▶ [WORK TO DO]: Write out the material again exactly, please, and omit the pictures.

▶ [INPUT FOR THIS TASK]:
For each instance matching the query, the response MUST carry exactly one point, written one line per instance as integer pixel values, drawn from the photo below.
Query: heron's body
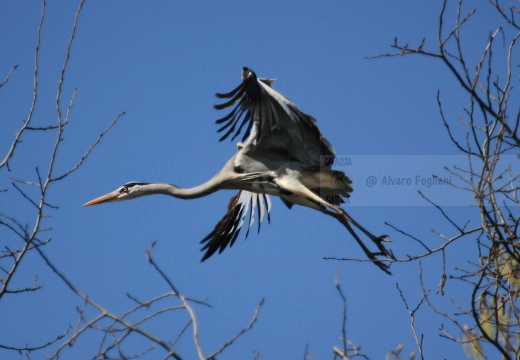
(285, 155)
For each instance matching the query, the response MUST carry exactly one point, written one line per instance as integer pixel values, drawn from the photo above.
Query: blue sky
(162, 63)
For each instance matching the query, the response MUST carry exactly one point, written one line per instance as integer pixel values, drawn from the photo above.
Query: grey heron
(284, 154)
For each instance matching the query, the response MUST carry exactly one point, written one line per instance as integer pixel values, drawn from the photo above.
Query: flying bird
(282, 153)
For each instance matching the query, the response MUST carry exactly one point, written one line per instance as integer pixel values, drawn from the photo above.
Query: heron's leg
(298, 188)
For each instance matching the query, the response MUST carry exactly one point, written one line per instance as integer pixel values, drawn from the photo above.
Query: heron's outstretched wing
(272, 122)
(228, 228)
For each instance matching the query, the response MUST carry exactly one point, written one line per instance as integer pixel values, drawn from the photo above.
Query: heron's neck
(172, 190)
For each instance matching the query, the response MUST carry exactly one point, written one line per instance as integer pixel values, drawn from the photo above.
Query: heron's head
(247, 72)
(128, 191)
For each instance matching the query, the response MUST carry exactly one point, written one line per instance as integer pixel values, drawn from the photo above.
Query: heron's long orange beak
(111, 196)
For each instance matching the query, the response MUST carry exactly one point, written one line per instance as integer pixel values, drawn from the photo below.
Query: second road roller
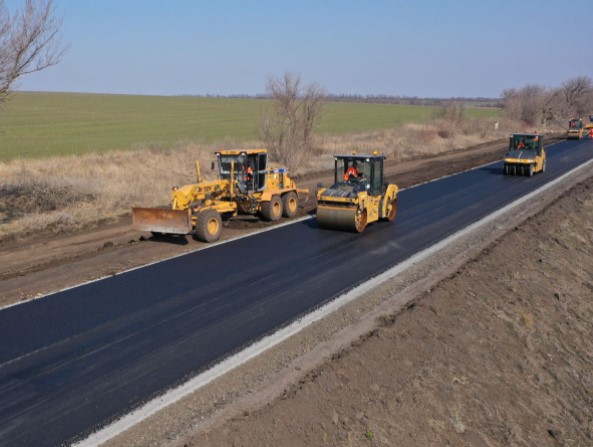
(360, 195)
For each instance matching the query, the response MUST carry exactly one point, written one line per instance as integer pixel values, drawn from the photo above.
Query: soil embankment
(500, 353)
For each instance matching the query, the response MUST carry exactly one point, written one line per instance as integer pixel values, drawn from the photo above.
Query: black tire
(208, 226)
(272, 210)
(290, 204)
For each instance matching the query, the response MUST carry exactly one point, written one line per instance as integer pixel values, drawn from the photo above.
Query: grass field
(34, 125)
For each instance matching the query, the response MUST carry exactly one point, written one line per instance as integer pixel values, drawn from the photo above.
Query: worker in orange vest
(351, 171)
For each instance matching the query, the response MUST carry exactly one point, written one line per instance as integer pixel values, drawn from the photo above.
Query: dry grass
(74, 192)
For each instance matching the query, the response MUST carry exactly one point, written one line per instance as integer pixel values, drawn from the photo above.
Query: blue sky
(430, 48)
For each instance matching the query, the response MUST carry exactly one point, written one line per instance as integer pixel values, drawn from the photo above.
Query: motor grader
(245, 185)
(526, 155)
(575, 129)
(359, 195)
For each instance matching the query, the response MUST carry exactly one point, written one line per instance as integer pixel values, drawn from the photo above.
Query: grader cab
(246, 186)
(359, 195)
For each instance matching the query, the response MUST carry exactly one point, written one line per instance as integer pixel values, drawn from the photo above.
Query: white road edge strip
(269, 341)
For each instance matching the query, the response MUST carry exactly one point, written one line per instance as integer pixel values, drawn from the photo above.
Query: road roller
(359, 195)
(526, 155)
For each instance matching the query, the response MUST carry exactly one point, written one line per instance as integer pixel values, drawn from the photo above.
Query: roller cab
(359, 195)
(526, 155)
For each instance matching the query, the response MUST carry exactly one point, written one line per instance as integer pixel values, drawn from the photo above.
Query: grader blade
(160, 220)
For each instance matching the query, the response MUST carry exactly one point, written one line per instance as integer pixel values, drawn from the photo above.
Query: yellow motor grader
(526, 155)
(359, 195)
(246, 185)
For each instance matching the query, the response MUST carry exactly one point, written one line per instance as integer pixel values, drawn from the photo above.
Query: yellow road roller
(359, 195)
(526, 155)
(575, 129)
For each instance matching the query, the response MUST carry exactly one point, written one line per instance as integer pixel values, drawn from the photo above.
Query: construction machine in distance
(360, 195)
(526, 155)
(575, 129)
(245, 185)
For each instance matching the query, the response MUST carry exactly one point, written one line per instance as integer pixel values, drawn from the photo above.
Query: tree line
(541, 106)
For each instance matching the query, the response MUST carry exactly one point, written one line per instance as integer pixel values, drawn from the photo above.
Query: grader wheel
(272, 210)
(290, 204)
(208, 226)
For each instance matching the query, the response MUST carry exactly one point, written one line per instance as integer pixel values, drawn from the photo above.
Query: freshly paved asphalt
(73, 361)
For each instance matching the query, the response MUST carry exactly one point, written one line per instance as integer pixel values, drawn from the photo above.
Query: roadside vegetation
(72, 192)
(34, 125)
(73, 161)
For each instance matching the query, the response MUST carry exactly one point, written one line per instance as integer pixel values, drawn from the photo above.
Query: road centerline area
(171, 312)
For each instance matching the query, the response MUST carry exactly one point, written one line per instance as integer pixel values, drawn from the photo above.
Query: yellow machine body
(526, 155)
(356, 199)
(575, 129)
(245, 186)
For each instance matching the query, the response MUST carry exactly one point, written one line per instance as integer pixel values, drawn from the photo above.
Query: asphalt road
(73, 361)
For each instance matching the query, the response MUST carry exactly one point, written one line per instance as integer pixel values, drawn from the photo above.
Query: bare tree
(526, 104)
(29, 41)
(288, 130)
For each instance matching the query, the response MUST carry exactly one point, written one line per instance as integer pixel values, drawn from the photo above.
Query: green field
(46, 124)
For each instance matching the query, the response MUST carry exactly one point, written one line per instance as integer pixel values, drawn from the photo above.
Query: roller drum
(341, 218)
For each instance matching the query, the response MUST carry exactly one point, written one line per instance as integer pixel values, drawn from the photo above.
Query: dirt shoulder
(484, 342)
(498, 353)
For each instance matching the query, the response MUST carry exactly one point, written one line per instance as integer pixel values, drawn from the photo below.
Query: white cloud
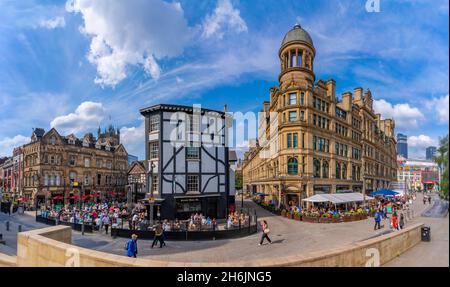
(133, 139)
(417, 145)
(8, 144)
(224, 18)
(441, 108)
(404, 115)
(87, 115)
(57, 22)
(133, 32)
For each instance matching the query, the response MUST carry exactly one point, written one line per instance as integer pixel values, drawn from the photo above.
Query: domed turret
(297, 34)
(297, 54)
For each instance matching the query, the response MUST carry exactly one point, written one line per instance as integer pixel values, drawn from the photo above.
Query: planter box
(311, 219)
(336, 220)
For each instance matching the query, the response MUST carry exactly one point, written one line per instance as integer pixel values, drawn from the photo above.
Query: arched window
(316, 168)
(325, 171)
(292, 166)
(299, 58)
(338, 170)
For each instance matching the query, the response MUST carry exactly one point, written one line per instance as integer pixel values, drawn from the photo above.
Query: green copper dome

▶ [EXERCISE SOLUTION]:
For each instance matching the query, the response MUST carry exactly one point, written one line per instance as integer pixel values, drawn from the photo below.
Query: heron's body
(285, 155)
For each instance matching the query, the response MUST carry exactly one point, written one line per instance as integer pixel values, drawn from the photo above.
Query: blue sky
(162, 63)
For each instance matching the query, the response MUST carry exactly one point, written one line per instance as integer pixel values, drawn from the photo above.
Query: grey heron
(284, 154)
For each instance matching the query, the response MUST carry exactly one point, written one line per instance as integer pixel values, drawn from the photo above.
Query: flying bird
(282, 153)
For each instance matching the query, the response MUST carry exactly one point, written one line per instance as integer pixel values, drawn from the photo above.
Query: heron's leg
(298, 188)
For each instance matching the query, the response MUST carry exactly one point, written one line per instance as integer pixel values, drawn from the photo above.
Query: heron's outstretched wing
(272, 122)
(228, 228)
For each instance matching the query, the response MUST carry exactly one point, written one line per instance as integer pixel values, drawn from the photo above.
Query: heron's neck
(172, 190)
For each instance matching the query, the response MUST carry exactly one point, written one line per instance as integer pixel values, drawn from the photo above.
Query: heron's head
(247, 72)
(128, 191)
For each instance matching the query, the response MUST carry exactly one point, written one line per instance as integer pixel values, drawn from the photo above.
Query: heron's long orange beak
(111, 196)
For each instance matching the query, the response MUST carry exactly one point, written one line per instance as integer pixel values, drawn from the photo below.
Query: second road roller
(360, 195)
For each instance matching the query, the response MUST carry exactly one point, written one line per instance as integer pixel values, drawn from the photo above.
Query: soil embankment
(500, 353)
For each instance matching the query, the response MUST carry exactly one point, written one line per instance as integer pixel values, drawn from the photo above.
Query: black tire
(208, 226)
(272, 210)
(290, 204)
For each instance matching the query, the response MUST carry exactly one point, written one line per instance as integer pixel values, drawn from the photo above.
Query: grass field
(34, 125)
For each instance matching the query, the response MUST carry exactly one point, written one line per instance as integer pixel values, drawn from the photo above.
Query: worker in orange vest
(351, 171)
For each instance matching the query, the response MUST carry exactly one point, written one line per instance as integer pixel values, drawn from the photo above.
Query: dry grass
(74, 192)
For each instance matching the query, the response MUST carry exactly one point, written one line per instance as integer pixel values, drawn from the photo above.
Query: blue sky
(430, 48)
For each instance matching the query, the response MUST carry exactly one point, written one line per instance as integer pixel values, drawn from the photo above.
Query: motor grader
(245, 185)
(526, 155)
(575, 129)
(359, 195)
For each instance matching the query, the response MUST carry exactly one point, written one line per instance as integer pixel values, drawn from the photo above.
Query: grader cab
(246, 186)
(359, 195)
For each instance matching the query, the response MUST carry exactly one point, written one line per instance as integer pixel values, drawn from the photo above.
Query: white road edge strip
(269, 341)
For each instance matching the query, the response MUST carry exactly one point, written one line per instance as integer pixel values, drawn from the photo above.
Query: road roller
(359, 195)
(526, 155)
For each instance matching the query, the response MUST carry exactly one point, written one line per instance as integer pixel values, drawn from the photo above.
Query: roller cab
(359, 195)
(526, 155)
For each instance matching the query, the response MUST carry exactly one point, written one line per instance as integer pixel values, drawn from the photo above.
Query: grader blade
(160, 220)
For each instance matching the query, the response MUST carry exactly one point, written one line per instance as integer pixel values, drawn from the photo above.
Query: yellow motor grader
(526, 155)
(359, 195)
(246, 185)
For each instance matching the query, the response MUST carry exactly one point, written one line per instance as integer pixel values, drawn from the photo above.
Query: yellow road roller
(359, 195)
(526, 155)
(575, 129)
For each instance matching the query, the response MUST carry exactly one point, written one line per instance as integer pixel values, drawn from the photo above.
Query: construction machine in distance
(360, 195)
(526, 155)
(575, 129)
(245, 185)
For each instance matching the query, the response MUST carry exactly one point, written one line per instance as integer pixel values, drawn from the photo above.
Query: tree line
(541, 106)
For each instance matching the query, the response MUST carry exactly one point, written one line per instance as integer pixel values, drawn from the photo above.
Query: grader wheel
(272, 210)
(290, 204)
(208, 226)
For each instance matching the query, the response MUST carry exactly one point, written one line per instance as integer pixel values, drawn from the photo above.
Query: freshly paved asphalt
(73, 361)
For each instance matching the query, the response MUST carry exactly one point, written one line per instance as integer pixel values, drawn from the photo above.
Query: roadside vegetation
(72, 192)
(34, 125)
(73, 161)
For each instance matching the query, the response MUST carry exactly one point, written one line per instance as integer pixel values, drawn from the photo above.
Query: road centerline area
(171, 312)
For each instance matching the query, the response MUST carry exactly one point, written one line per instance as integer pixel values, drawn from the photo above.
Query: yellow machine body
(526, 155)
(356, 199)
(575, 129)
(245, 186)
For each instance matching the query, the response MUST carry exactly one point, written one line per instance as integer pixel values, drawn from the photo above.
Query: asphalt road
(73, 361)
For each instance matching the query, the response MUST carry exactly one point, written one line per instance as integer pixel values, drawn from the photo above.
Query: bare tree
(526, 104)
(29, 41)
(288, 130)
For each instance matching the query, the response MUST carry exactly one point, written one line per instance as integer pixel values, drawn from the photo above.
Query: green field
(46, 124)
For each instance matching the query, the response MUST carry exactly one point, written one line per instance as integer pixel values, drawn from the photo above.
Query: roller drum
(341, 218)
For each instance matching the query, the response MUST carry exactly one point, written one line per instance as integer pixel values, drawn from the photo above.
Query: dirt shoulder
(484, 342)
(498, 353)
For each instance matching the query, the response MUST carry exactly one point, written one line per instance as integer pixel values, drawn from the photo below.
Query: white cloud
(133, 139)
(417, 145)
(8, 144)
(224, 18)
(441, 108)
(404, 115)
(87, 115)
(57, 22)
(133, 32)
For each instance matching the query, the response MUST carry exactly one point, written one line per instance as integer pixel values, drawn from the photo above.
Query: domed turret
(297, 34)
(297, 54)
For each instance matching the query, the response MUST carry exactly one point, written one line per instance as integer pixel values, drawn from the photo above.
Query: planter box
(311, 219)
(336, 220)
For each instance matching the query, the response MUST carry exactly one point, written one line per instance as integer pixel values, drawn from the photo above.
Query: arched window
(316, 168)
(325, 171)
(292, 166)
(299, 58)
(338, 170)
For each instance matching the query, the response MUST carry exactly one point, written one line per instance as integer pixel values, drawn from the photo above.
Query: green copper dome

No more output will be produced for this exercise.